* Text segment:
Project Management
All about Managing Projects

Introduction to Project Management

Whether you are organizing a training session for your colleagues or planning to construct a huge engineering plan, project management will help you achieve what you need to do.

Project management is the way we apply knowledge and processes to work in order to complete that work in the smoothest way possible. Ultimately, we are using tools, methods, skills, techniques and the experience of the team to achieve the objectives set for the work.

Projects have a clear goal, which means we can plan how to get there and work through a structured plan to ensure that the goals are achieved.

Featured Podcast: How to Complete Your Projects 50% Faster

Listen now to this featured podcast about project management techniques.

What if you had to do your project in half the time as previous projects, or be fired? Learn about techniques you can use on almost any type of initiative to get products successfully to market in record time. You'll hear expert tips from Douglas Knutzen about how to speed up a project by leveraging scheduling, execution and team techniques, and (almost more importantly) how to lead teams in high-pressure situations.
Douglas Knutzen and Cornelius Fichtner
Douglas Knutzen and Cornelius Fichtner
Scroll down to see the full list of our Project Management podcasts.

What is Project Management?

Project management is where business objectives are initiated, planned, executed, monitored, controlled, and delivered. When the objective is met, project management ensures the work to complete the activity is closed down efficiently so the organization can get maximum use out of the end result.
Of course, the practice of project management can be used for anything that needs to be delivered to certain constraints, such as meeting a deadline or sticking within a budget. That includes volunteer activities, and we even know of business leaders using PM techniques in their home lives to ensure their personal projects get finished!

* Record list:
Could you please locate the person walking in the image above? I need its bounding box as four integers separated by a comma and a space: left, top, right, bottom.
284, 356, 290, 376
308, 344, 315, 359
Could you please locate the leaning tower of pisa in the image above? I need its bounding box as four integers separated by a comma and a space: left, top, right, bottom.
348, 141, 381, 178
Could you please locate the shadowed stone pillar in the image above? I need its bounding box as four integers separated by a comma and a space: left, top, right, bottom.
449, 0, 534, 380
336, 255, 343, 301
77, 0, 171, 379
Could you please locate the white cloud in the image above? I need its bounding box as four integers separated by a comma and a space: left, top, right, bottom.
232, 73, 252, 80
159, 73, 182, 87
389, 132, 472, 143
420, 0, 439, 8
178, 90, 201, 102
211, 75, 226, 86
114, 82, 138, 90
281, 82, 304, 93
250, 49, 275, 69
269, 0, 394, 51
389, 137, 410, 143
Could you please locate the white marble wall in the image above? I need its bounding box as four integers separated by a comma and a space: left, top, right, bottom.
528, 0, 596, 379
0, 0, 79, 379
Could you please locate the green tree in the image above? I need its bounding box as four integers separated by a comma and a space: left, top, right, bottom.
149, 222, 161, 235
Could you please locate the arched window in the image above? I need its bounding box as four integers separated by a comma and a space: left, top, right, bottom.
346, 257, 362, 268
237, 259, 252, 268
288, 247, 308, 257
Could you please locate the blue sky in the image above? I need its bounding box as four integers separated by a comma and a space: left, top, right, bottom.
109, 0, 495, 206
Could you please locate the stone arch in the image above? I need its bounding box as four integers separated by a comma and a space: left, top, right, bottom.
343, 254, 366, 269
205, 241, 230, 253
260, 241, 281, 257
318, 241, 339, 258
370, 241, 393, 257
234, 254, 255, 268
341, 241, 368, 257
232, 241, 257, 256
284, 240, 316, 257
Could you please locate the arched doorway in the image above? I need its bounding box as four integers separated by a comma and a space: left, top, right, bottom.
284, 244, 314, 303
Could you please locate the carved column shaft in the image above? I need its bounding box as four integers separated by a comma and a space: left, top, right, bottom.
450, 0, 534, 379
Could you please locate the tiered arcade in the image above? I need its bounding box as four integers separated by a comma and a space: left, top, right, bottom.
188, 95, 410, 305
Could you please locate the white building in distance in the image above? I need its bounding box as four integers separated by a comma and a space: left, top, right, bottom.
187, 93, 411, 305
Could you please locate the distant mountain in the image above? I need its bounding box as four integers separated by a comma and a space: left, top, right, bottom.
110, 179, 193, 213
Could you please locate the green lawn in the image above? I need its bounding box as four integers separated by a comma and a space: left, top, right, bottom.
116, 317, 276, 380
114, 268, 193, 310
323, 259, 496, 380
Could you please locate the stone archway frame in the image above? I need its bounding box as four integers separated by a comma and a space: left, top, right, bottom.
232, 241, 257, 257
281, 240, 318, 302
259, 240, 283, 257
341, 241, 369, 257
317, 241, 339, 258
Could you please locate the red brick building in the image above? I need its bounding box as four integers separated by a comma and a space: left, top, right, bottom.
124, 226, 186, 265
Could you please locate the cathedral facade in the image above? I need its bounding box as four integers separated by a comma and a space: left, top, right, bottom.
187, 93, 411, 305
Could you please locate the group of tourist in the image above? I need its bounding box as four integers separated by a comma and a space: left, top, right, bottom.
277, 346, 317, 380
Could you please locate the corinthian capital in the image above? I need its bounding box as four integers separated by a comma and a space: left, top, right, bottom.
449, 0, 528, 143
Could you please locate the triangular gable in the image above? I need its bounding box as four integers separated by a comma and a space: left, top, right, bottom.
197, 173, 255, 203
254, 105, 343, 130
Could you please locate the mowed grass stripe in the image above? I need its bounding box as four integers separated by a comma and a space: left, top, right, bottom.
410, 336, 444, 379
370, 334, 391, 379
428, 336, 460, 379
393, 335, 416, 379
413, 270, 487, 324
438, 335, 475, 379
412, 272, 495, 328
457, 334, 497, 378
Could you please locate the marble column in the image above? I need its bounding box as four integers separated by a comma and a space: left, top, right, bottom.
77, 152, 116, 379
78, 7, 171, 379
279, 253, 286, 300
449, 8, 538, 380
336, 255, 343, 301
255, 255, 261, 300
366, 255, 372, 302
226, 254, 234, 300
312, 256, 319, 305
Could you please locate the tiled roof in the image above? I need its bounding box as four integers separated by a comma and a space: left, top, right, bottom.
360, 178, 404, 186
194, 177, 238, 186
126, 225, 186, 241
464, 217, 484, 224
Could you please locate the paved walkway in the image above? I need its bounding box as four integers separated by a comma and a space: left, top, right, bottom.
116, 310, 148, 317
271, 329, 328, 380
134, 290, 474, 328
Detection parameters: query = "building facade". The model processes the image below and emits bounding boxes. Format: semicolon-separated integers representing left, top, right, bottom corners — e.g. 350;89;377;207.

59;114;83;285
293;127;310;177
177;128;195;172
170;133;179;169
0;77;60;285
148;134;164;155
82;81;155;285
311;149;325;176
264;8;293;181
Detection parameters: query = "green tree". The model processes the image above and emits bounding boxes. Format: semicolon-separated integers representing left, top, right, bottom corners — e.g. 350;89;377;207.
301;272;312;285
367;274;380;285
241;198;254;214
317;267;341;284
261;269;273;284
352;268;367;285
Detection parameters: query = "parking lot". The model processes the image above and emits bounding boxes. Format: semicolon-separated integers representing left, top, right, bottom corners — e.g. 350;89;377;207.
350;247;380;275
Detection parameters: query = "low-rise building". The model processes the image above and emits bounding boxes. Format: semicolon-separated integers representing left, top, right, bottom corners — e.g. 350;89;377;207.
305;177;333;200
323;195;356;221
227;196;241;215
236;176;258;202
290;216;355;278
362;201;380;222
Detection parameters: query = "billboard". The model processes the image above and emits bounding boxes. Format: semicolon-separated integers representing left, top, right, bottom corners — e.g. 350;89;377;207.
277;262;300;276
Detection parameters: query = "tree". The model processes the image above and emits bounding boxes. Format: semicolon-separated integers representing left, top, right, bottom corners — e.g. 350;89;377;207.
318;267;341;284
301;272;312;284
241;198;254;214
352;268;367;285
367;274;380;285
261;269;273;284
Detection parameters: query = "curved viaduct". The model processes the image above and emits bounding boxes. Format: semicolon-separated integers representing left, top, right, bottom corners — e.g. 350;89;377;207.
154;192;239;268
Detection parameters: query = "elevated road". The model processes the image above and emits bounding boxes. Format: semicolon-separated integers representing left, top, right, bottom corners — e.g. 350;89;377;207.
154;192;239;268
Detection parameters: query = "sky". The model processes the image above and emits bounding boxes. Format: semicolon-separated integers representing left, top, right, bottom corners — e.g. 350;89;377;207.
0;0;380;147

* Set task: Decide whether each statement agrees with the project management text, giving yes or no and quoting the words of the text that settle it: 1. Project management techniques are meant only for business work. 2. The expert tips in the featured podcast come from Cornelius Fichtner. 3. Projects have a clear goal.

* Result for this task:
1. No: "the practice of project management can be used for anything that needs to be delivered to certain constraints"
2. No: "You'll hear expert tips from Douglas Knutzen"
3. Yes: "Projects have a clear goal"